:: Document excerpt ::

(begin)

All of the fundamental advances in attosecond science have so far been realized in the XUV. The traditionally used titanium:sapphire laser systems indeed limit the practically applicable radiation to photon energies below ∼100 eV. In this spectral region spectroscopy is complicated by the high density of molecular valence states and its interpretation is challenging due to the delocalized nature of the associated electronic wave functions. A detailed understanding of molecular spectroscopy is however a prerequisite for both the planning and the interpretation of attosecond time-resolved measurements. This challenge has been addressed by extensive computational work in the past (see e.g. [170, 171]), but will clearly impose a limit on the complexity of the samples that can be investigated in the future.

This challenge is one reason why frequency-domain spectroscopy of complex systems is often realized in the x-ray domain [201]. Short-wavelength radiation gives access to inner shells that have element-specific binding energies. X-ray measurements at atom-specific absorption edges therefore provide information about both the electronic and the structural environment of the probed atom. An extension of attosecond spectroscopy to the x-ray domain therefore appears to be the most promising future direction in this area of research.

(end)

:: Collected material ::

(begin)

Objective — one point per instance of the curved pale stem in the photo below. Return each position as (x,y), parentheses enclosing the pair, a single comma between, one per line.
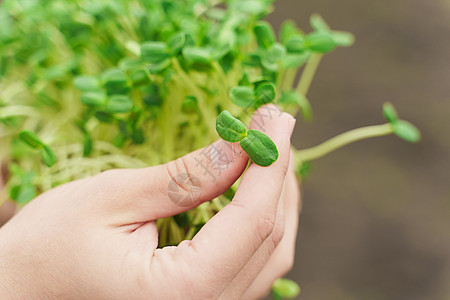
(341,140)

(end)

:: Aim ::
Please continue the passage on attosecond spectroscopy and its move toward x-rays, starting after its last sentence.

:: Written answer ::
Two families of light sources are actively being developed to achieve this goal. High-harmonic sources, which are being extended to the soft x-ray domain [129, 202, 203], are in principle clearly capable of achieving attosecond durations and provide pulses that are perfectly synchronized with the driving laser pulse. These sources, however, remain relatively weak. FELs are much more intense, but struggle to achieve very short pulse durations, as well as a good temporal synchronization with laser pulses.

Understanding the attosecond dynamics of electrons in isolated molecules is an important first step, which is still far from being fully realized. Nevertheless, an even more important goal is to understand the dynamics of molecules in solution, where most chemical and biophysical processes take place. Moving attosecond spectroscopy from the gas phase to the liquid phase represents a huge challenge. It is, however, necessary to obtain the information required to understand the dynamics of molecules in their natural environment, which will in general significantly differ from that of isolated molecules in the gas phase.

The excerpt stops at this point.